● TASKS TO PERFORM
1 – In the passage on women's roles in the Church, can you reproduce everything from "Women, including women" down to "the ordained diaconate."?
2 – According to the passage on women's roles in the Church, what three things do the ecclesial services open to women entail?

● TEXT TO READ

# # # # # # #

But what Francis wrote may not be so dismissive:

In a synodal Church, those women who in fact have a central part to play in Amazonian communities should have access to positions, including ecclesial services, that do not entail Holy Orders and that can better signify the role that is theirs.

Here it should be noted that these services entail stability, public recognition, and a commission from the bishop.

This would also allow women to have a real and effective impact on the organization, the most important decisions and the direction of communities while continuing to do so in a way that reflects their womanhood. (QA, 103)

Pope Francis may here be referring to a more pressing need in the Amazon: to regularize the service of women who are de facto Canon 517 § 2 Parish Life Coordinators.

Women, including women who do not have the vocation to the diaconate, are already managing parishes and other ecclesial groupings.

With or without ordination, they can receive and in fact deserve, as he says, "stability, public recognition and a commission from the bishop."

No matter how off-putting his remark about "womanhood," the paragraph does not eliminate the possibility of restoring women to the ordained diaconate.

In fact, responding to the Final Document of the Amazon Synod, Pope Francis acted quickly to modify Canon 230 § 1 to allow women to be installed as lectors and acolytes, which protocol replaced the four minor orders and the major order of subdeacon nearly fifty years ago.

The question arises: If women can now be admitted to installed lay ministries that replace these clerical states, including the major order of subdeacon, how can women now be restricted from joining the ordained diaconate, in which historical documents they have already served?

# # # # # # #

Contour labeling entries:
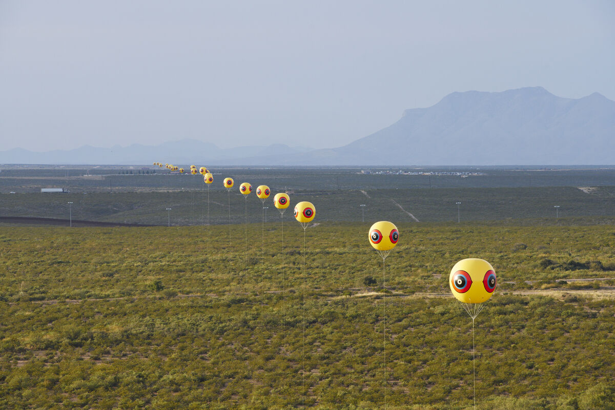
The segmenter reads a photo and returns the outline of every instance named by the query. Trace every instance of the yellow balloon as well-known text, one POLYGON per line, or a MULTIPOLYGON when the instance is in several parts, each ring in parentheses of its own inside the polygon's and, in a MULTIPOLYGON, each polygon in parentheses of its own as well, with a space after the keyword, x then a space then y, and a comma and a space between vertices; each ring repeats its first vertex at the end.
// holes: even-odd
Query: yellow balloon
POLYGON ((486 261, 470 258, 455 264, 448 277, 448 286, 459 302, 482 303, 496 290, 496 272, 486 261))
POLYGON ((295 205, 295 219, 299 222, 312 222, 315 215, 316 208, 311 202, 302 201, 295 205))
POLYGON ((278 209, 286 209, 290 205, 290 199, 286 194, 276 194, 273 197, 273 205, 278 209))
POLYGON ((399 231, 394 223, 388 221, 380 221, 371 226, 367 236, 374 249, 378 251, 389 251, 397 245, 399 231))
POLYGON ((259 185, 256 188, 256 196, 261 199, 267 199, 271 193, 271 191, 266 185, 259 185))
POLYGON ((252 192, 252 186, 247 182, 239 186, 239 192, 244 195, 249 195, 252 192))

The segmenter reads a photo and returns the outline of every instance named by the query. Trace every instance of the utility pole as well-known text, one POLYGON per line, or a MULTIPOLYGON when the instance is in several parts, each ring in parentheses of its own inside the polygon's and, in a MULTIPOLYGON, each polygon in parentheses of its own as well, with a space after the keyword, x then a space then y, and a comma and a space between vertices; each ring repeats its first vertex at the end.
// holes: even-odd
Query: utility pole
POLYGON ((71 221, 71 227, 73 227, 73 202, 67 202, 67 203, 68 203, 68 218, 71 221))

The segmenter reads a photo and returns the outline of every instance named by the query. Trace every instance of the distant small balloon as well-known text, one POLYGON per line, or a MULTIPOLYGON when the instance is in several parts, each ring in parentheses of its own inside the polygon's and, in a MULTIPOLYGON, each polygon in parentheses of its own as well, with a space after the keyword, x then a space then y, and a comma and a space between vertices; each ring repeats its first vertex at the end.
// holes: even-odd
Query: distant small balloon
POLYGON ((273 205, 278 209, 286 209, 290 205, 290 199, 286 194, 276 194, 273 197, 273 205))
POLYGON ((269 198, 269 194, 271 191, 269 190, 269 187, 266 185, 259 185, 256 188, 256 196, 261 199, 266 199, 269 198))

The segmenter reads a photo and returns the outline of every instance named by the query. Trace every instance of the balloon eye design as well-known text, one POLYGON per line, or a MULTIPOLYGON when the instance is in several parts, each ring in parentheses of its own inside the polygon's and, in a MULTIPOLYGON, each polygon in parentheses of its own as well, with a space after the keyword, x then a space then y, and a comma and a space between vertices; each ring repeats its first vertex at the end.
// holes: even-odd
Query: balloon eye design
POLYGON ((483 285, 485 285, 485 290, 491 293, 496 290, 496 283, 497 282, 496 272, 491 269, 487 270, 487 273, 485 274, 485 278, 483 279, 483 285))
POLYGON ((391 243, 397 243, 399 240, 399 232, 397 229, 393 229, 389 234, 389 239, 391 239, 391 243))
POLYGON ((378 229, 374 229, 370 232, 370 240, 372 243, 379 243, 383 240, 383 234, 378 229))
POLYGON ((472 286, 472 278, 465 270, 458 270, 453 275, 453 287, 459 293, 465 293, 472 286))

# # # # # # #

● SOLUTIONS PER TASK
1 –
Women, including women who do not have the vocation to the diaconate, are already managing parishes and other ecclesial groupings.

With or without ordination, they can receive and in fact deserve, as he says, "stability, public recognition and a commission from the bishop."

No matter how off-putting his remark about "womanhood," the paragraph does not eliminate the possibility of restoring women to the ordained diaconate.

2 –
- Stability
- Public recognition
- A commission from the bishop